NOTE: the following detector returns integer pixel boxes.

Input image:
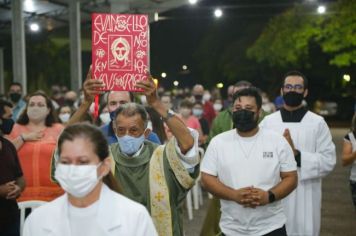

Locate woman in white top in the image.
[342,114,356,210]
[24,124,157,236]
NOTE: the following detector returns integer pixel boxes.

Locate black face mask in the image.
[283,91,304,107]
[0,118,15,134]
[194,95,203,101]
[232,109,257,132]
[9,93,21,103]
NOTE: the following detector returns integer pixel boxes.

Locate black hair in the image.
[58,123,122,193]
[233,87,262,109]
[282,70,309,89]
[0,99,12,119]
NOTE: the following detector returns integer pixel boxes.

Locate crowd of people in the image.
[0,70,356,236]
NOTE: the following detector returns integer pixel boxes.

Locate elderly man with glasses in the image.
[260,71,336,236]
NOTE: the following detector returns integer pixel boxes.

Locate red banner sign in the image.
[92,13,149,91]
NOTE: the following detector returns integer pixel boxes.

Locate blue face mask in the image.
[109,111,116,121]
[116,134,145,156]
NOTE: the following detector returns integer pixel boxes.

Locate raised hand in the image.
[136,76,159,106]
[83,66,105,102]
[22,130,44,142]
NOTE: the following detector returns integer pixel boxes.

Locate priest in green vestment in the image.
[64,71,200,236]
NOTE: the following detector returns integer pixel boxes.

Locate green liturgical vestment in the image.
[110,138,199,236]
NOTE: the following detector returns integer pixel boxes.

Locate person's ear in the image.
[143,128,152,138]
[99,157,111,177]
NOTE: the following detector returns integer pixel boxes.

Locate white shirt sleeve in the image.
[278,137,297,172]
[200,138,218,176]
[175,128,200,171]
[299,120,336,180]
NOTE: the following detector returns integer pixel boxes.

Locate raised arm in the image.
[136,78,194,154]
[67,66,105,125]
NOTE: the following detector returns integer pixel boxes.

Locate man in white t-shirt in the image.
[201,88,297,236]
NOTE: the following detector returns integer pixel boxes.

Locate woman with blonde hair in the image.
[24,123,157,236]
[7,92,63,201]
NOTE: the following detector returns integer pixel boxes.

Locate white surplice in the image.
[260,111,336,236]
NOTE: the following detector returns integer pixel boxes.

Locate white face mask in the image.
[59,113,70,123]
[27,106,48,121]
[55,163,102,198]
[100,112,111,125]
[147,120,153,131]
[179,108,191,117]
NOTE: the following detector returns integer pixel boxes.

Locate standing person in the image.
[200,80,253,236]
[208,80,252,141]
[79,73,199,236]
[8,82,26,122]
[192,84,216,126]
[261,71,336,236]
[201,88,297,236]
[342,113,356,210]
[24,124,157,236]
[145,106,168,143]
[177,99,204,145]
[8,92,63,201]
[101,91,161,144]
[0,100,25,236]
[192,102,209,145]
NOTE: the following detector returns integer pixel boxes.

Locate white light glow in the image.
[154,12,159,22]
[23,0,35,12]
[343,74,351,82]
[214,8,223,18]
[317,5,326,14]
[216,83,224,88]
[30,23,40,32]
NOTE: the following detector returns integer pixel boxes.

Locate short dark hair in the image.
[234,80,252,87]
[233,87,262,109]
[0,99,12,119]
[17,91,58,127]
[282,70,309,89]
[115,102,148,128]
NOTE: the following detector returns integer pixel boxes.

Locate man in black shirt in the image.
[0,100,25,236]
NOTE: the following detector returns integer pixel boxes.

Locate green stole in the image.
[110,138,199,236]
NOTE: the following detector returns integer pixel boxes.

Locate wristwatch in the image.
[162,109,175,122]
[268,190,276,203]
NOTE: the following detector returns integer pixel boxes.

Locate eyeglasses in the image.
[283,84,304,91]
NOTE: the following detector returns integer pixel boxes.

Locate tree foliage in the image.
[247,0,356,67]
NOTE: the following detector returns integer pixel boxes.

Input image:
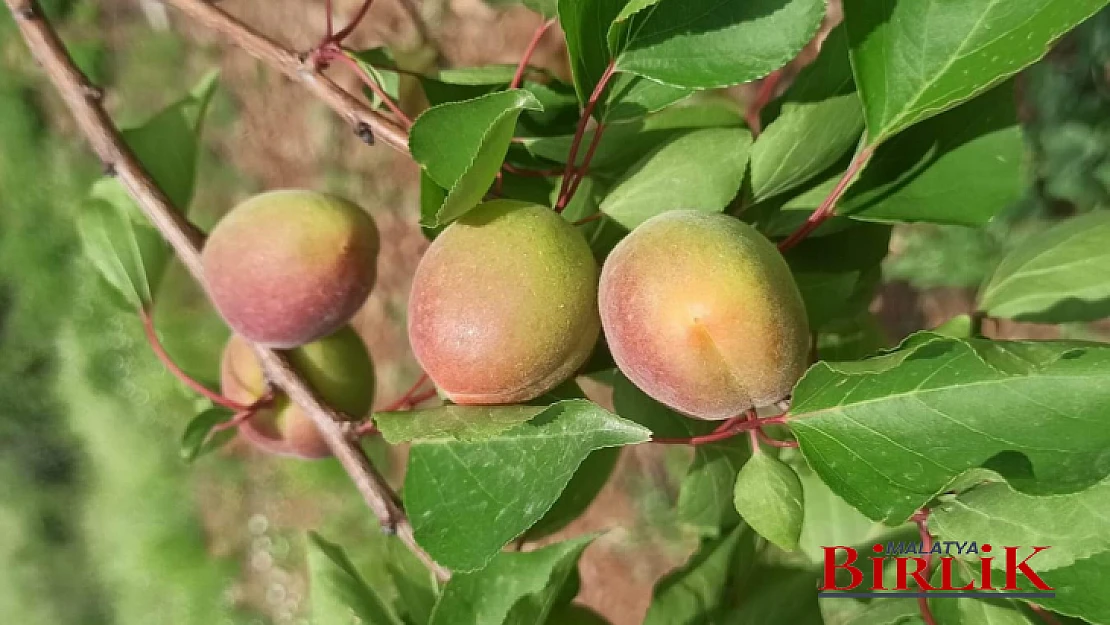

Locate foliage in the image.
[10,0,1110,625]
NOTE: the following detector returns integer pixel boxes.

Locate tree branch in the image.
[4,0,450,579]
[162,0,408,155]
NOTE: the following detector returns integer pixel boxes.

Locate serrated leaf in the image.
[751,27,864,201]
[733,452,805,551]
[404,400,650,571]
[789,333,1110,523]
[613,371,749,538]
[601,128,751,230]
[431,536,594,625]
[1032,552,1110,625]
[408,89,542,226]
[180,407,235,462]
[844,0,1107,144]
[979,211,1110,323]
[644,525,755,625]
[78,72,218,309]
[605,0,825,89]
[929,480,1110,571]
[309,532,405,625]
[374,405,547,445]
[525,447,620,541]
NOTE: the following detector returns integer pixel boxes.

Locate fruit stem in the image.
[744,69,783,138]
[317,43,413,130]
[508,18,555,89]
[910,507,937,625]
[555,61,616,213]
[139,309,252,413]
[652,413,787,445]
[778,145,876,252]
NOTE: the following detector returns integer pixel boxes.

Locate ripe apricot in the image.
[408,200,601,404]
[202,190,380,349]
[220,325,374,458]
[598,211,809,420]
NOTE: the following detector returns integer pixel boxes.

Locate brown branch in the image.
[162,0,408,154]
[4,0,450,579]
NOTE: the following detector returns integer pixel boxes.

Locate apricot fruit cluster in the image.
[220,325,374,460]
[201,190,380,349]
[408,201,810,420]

==

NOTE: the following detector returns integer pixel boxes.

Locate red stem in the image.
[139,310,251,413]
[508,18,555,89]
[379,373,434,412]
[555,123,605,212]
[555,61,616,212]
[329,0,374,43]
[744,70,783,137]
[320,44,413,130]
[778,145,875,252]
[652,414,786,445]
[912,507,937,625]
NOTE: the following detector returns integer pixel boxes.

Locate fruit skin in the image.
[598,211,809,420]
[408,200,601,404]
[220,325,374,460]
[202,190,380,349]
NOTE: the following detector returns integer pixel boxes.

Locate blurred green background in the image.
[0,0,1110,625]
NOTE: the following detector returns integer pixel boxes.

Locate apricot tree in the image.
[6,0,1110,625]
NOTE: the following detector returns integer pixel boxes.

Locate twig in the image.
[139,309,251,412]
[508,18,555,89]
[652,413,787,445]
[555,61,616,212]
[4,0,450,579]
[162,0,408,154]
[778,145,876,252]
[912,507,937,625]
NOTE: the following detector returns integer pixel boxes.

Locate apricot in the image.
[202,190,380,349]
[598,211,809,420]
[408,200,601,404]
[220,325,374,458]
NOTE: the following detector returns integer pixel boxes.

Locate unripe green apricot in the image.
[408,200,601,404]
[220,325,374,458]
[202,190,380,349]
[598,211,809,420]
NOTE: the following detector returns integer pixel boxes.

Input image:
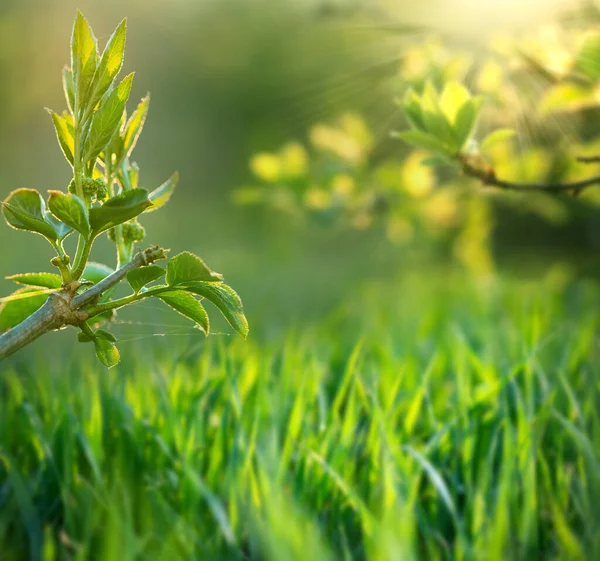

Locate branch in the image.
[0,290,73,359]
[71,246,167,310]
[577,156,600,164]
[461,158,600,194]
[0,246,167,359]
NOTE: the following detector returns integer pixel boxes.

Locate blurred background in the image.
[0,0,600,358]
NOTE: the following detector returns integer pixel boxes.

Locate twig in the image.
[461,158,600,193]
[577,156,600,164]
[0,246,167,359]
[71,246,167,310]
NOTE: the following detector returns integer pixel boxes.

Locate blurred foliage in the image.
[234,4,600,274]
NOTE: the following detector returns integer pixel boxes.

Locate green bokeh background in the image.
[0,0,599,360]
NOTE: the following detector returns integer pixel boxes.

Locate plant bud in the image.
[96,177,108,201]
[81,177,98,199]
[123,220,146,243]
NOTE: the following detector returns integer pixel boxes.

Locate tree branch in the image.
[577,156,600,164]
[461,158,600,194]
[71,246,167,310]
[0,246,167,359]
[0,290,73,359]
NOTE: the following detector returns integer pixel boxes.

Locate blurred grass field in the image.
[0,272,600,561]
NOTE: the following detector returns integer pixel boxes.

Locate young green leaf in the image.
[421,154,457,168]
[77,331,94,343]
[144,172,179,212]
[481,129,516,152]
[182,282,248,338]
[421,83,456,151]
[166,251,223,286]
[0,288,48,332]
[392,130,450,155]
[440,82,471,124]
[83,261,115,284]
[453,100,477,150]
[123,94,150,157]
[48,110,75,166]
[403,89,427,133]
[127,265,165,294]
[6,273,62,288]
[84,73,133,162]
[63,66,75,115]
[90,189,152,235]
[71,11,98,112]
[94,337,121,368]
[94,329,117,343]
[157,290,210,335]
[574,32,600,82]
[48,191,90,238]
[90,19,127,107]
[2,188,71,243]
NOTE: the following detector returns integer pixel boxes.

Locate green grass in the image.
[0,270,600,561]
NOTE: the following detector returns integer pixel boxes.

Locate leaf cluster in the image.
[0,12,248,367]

__Aim of the exercise__
Count the lines in the records that contain the string "background" and give only that number.

__Reply to the task__
3